EXERCISE INPUT |
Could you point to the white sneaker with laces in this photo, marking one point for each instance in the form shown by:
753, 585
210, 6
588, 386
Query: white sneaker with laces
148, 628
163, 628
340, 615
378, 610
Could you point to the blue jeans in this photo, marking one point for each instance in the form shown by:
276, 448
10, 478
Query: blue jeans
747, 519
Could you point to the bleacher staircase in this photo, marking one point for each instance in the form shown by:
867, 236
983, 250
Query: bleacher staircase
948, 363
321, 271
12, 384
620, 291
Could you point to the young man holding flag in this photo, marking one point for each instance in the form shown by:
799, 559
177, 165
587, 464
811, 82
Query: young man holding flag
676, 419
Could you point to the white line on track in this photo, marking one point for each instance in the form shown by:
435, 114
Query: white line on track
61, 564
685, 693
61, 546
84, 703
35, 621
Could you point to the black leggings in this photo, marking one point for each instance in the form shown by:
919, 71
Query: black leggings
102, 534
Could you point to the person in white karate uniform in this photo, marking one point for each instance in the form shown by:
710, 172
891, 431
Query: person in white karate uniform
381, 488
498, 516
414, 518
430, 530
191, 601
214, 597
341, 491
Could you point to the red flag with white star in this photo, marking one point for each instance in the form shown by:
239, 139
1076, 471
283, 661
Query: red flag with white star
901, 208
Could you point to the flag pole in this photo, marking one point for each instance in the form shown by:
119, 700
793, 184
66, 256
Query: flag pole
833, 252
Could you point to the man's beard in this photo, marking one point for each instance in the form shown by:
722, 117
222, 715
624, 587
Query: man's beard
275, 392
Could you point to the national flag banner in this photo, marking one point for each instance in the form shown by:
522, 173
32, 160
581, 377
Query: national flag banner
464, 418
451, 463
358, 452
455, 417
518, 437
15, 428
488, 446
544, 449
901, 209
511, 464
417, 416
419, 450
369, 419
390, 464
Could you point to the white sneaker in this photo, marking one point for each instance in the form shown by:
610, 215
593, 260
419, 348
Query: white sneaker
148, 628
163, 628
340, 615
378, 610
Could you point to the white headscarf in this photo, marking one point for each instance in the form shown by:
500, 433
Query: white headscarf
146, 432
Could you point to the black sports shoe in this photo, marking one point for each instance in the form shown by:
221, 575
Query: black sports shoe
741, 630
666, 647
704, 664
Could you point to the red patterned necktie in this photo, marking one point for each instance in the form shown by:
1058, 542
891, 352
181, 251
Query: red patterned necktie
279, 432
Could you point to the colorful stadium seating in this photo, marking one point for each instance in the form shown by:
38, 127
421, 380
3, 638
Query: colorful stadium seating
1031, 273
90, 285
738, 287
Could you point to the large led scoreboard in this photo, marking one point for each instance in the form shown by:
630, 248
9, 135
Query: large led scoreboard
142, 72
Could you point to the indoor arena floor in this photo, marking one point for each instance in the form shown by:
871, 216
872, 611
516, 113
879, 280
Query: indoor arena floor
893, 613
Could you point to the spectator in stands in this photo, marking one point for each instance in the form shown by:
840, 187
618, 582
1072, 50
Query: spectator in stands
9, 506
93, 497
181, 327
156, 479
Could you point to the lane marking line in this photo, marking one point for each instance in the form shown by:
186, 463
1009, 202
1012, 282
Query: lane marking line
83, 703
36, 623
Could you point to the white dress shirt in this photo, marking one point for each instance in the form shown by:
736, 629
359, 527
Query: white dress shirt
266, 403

GIVEN TASK | Using the records above, please retype only the run of lines from the line holding "Could you point to the large" through the last line, both ends included.

OUTPUT FOR THIS EXERCISE |
Could you point to the large led scoreboard in this photo, marking one point for each instance in the form shown by:
630, 248
9, 135
Query: large led scoreboard
142, 72
Could you point to the indoor arena floor in this photo, marking one point for each instance in the form shown by:
871, 216
872, 611
516, 113
879, 280
Query: indoor arena floor
893, 613
Could you point to the spectator in stands in this photo, marking one point for each instance in the form shown by:
840, 187
618, 582
1072, 50
Query: spectator in stands
9, 506
93, 497
181, 327
156, 479
Could you point to the lane marking line in this photo, marking one point for each instance in the form shown by:
186, 463
1009, 202
1012, 282
Query: lane marking line
83, 703
36, 623
Could you point to the white dress shirt in this photo, marking one point for each instance in the form shown by:
736, 629
359, 527
Query: white dress shirt
266, 403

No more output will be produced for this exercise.